To do
Name every area of life that the essay below gives as an example of the Age of Paradox.

Text segment
● ● ● ●

The BS Advice Era is Dying: Why It's Time for Something Real. Again.
Ever feel like the things meant to make life better are actually making it worse? Tired of being "optimized" and "hacked"? Maybe it's time to "just" be human again.
I’ve been in a weird mood recently.
I am not overly productive these days, at least not in a performative sense.
There’s a lot of thinking, sensing, mapping happening in my head right now, which hardly qualifies as work in the output-obsessed world.
But it IS work; maybe more important than meeting some self-imposed quota.
It's a deep dive into a sea of signals, punctuated by moments of "hmm" and bursts of "aha!"
None of it seems to make any sense until one day it does.
I feel like I’ve entered some Liminal Space. And I like it here.
And, in a world full of exclamation marks and Full Stops, I have more questions than ever, where each question opens a new pathway.
Let’s all ask more Beautiful Questions!
So below are some of my recent thoughts.
We live in the Age of Paradox, where progress seems to breed its own undoing.
We crave improvement, but our solutions often end up creating new problems.
Take food.
We want it convenient and long-lasting, but we strip away the natural goodness, then try to put it back with artificial replacements. We try to improve on nature, then crave what we've lost.
The same goes for our minds.
We have endless advice for mental clarity and happiness, yet we're facing an unprecedented mental health crisis. We have the tools, but they don't seem to be working.
Friendship gets downgraded too.
We collect followers instead of real connections, mistaking digital noise for genuine community. We sacrifice real bonds for the quick hits of online validation.

● ● ● ●

Supplied information
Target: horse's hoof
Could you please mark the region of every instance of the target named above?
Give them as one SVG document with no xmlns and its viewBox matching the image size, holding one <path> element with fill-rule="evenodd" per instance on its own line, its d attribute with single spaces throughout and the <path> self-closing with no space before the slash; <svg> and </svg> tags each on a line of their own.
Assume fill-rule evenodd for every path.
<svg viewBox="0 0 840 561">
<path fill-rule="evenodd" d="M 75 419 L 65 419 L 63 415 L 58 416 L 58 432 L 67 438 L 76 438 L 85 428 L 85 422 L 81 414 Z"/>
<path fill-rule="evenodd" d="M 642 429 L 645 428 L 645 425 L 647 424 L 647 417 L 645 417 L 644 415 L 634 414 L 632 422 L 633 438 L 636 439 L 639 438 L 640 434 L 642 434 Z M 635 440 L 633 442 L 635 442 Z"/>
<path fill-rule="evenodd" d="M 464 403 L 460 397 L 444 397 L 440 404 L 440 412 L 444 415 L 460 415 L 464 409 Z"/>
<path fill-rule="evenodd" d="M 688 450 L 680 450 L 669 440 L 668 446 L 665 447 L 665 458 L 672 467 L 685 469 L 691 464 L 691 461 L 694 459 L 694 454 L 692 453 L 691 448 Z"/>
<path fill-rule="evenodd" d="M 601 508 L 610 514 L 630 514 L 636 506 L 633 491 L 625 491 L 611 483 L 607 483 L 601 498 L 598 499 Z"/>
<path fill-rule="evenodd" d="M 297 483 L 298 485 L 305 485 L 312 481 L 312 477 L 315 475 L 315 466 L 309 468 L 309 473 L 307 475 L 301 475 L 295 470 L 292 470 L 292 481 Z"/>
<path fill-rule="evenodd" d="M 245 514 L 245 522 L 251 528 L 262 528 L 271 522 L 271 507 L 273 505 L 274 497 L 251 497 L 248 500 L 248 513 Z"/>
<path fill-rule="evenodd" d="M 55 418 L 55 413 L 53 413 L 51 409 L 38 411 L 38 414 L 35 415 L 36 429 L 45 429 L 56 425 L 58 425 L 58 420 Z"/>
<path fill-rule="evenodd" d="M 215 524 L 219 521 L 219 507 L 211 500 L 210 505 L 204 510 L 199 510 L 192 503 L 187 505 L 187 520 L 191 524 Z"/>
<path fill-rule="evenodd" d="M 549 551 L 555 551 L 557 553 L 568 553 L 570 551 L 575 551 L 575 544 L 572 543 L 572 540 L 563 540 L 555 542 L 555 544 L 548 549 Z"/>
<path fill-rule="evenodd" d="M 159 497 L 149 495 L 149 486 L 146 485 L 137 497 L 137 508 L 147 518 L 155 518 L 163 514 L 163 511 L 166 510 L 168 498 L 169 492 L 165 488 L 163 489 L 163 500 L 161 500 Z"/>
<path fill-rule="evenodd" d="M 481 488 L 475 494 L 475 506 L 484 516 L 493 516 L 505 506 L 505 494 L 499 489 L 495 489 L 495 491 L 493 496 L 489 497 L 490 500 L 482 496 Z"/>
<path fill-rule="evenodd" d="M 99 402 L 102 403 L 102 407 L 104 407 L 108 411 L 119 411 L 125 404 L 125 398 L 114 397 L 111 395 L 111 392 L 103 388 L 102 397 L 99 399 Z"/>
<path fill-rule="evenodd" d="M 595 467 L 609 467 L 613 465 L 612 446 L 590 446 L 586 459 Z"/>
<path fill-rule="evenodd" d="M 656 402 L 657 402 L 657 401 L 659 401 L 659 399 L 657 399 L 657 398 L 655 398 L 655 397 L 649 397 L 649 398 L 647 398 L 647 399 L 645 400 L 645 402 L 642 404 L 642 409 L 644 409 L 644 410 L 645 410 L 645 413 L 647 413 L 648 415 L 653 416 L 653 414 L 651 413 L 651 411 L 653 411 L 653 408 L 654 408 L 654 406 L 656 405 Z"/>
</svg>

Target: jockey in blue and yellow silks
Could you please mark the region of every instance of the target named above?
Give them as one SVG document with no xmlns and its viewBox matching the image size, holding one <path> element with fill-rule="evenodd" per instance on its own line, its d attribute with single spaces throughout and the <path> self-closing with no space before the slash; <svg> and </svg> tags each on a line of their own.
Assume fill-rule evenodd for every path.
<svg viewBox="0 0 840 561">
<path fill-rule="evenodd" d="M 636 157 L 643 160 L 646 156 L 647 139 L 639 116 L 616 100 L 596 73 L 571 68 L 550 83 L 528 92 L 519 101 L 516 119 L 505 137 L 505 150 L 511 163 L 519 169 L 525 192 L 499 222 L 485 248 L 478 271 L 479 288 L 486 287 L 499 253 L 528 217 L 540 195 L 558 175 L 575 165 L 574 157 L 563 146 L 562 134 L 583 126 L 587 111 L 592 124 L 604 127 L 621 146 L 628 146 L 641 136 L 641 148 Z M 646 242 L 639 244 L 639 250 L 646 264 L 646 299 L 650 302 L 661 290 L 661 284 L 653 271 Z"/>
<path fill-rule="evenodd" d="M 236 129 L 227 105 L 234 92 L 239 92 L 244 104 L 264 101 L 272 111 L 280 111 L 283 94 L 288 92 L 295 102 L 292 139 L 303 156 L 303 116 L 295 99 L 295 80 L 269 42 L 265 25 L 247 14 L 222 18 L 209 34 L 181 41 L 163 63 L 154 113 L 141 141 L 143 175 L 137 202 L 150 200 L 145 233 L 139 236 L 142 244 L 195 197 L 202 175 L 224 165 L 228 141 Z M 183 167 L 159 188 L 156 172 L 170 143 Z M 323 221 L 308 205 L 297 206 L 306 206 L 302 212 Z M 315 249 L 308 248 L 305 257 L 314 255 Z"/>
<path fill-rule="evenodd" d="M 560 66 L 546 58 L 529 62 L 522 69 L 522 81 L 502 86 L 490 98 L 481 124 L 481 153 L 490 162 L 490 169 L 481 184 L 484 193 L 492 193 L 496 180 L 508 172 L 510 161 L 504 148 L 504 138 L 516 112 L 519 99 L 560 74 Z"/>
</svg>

● ● ● ●

Response to the exercise
Food, our minds, and friendship.